Written instruction
Copy out, unchanged, the lines of the data below that start at the line containing "Place a marker on the yellow" and run through the end of the data, including both ends.

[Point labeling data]
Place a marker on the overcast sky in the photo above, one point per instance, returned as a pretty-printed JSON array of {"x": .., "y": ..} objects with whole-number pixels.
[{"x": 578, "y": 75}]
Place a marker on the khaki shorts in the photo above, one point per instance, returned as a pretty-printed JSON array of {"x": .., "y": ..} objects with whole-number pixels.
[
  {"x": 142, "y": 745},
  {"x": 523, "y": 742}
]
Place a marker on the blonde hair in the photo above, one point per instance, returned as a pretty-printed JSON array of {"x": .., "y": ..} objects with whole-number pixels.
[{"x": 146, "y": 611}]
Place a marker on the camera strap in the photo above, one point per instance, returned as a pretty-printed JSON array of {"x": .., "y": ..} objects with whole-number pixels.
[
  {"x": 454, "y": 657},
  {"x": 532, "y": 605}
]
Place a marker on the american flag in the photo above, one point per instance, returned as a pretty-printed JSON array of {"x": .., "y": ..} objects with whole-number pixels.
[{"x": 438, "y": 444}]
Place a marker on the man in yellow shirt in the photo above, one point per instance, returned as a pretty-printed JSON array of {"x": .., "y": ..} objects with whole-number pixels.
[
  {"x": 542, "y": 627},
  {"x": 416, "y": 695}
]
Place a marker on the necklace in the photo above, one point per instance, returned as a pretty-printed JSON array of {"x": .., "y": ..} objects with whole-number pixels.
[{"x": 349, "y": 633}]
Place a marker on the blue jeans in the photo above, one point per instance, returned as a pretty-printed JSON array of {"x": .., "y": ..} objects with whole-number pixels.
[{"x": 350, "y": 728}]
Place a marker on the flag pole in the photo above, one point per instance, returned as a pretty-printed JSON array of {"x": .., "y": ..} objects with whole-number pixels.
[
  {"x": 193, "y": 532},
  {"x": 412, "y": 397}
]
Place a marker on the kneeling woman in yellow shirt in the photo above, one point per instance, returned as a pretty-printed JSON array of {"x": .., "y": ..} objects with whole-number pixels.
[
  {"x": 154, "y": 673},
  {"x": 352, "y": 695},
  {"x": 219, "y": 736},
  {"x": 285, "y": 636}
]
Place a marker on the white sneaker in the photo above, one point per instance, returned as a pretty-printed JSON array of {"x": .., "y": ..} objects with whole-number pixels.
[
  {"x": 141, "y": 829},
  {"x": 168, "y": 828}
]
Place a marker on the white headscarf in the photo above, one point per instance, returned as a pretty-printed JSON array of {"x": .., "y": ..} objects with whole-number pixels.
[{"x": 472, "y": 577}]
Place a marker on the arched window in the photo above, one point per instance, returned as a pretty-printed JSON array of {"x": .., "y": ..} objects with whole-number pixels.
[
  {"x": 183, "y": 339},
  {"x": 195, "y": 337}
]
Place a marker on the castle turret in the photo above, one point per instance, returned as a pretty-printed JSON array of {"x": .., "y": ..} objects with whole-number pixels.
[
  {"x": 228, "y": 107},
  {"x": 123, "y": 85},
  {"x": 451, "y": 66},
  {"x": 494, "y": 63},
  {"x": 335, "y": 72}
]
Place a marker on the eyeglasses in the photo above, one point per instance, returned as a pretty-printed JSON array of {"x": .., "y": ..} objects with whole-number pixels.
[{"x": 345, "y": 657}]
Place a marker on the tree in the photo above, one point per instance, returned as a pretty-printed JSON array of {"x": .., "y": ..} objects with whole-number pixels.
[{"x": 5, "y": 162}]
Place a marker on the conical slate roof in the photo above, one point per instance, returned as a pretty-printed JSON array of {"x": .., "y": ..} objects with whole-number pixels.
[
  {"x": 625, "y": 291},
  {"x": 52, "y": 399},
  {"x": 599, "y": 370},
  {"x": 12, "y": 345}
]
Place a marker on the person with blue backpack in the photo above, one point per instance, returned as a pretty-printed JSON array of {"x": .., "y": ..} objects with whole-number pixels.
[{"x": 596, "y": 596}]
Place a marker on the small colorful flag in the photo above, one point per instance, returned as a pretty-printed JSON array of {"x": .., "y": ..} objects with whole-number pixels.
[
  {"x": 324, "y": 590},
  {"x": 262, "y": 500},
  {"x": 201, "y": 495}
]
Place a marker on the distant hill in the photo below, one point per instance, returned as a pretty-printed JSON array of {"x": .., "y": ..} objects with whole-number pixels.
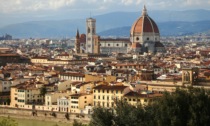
[{"x": 116, "y": 23}]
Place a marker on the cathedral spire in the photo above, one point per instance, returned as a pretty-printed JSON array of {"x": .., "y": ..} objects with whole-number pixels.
[
  {"x": 77, "y": 36},
  {"x": 144, "y": 11}
]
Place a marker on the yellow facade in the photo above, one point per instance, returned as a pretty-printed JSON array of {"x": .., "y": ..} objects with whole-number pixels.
[
  {"x": 94, "y": 78},
  {"x": 105, "y": 95}
]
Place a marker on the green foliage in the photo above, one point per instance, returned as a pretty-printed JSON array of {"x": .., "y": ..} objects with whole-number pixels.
[
  {"x": 8, "y": 122},
  {"x": 184, "y": 107},
  {"x": 43, "y": 91}
]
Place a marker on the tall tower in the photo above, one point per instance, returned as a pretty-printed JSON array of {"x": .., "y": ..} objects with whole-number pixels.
[
  {"x": 77, "y": 43},
  {"x": 91, "y": 32}
]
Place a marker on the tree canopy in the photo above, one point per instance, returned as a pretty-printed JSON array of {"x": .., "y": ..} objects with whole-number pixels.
[{"x": 184, "y": 107}]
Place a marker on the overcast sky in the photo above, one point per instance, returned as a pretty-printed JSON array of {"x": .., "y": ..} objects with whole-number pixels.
[{"x": 14, "y": 11}]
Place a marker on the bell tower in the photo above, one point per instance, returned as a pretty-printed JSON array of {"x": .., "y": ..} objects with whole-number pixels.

Task output
Place a marker on the yellow facade in the photo above, one point per instance, returned as a pretty-printed JSON array of {"x": .., "y": ..} objects with whole-number pixels.
[
  {"x": 94, "y": 78},
  {"x": 105, "y": 95}
]
Place a marker on the green foliage in the photo above, one point per instance, returned as a pretty-printed JSON array of {"x": .., "y": ..} objects with whole-number pixels.
[
  {"x": 8, "y": 122},
  {"x": 184, "y": 107},
  {"x": 43, "y": 91}
]
Place a marker on the tall tower in the photo above, one point per instance, returned as a pretty-printed JSON array of {"x": .., "y": ..} objects with whole-number pixels.
[
  {"x": 77, "y": 43},
  {"x": 91, "y": 32}
]
Place a marker on the tree canopy in the photo above, one point per instance, returned as a pretty-printed JSON array of {"x": .., "y": ..} objects with whole-number pixels.
[{"x": 184, "y": 107}]
Place a marker on the overcast sky in the photo above, one point per instance, returned as a pretty-printed JSON array of {"x": .., "y": ..} objects with whole-number pixels.
[{"x": 14, "y": 11}]
Place a marker on the bell tower in the photo above, one point per instance, returned as a pretty-printed JSON array of {"x": .., "y": ..} objects with whole-number pixels.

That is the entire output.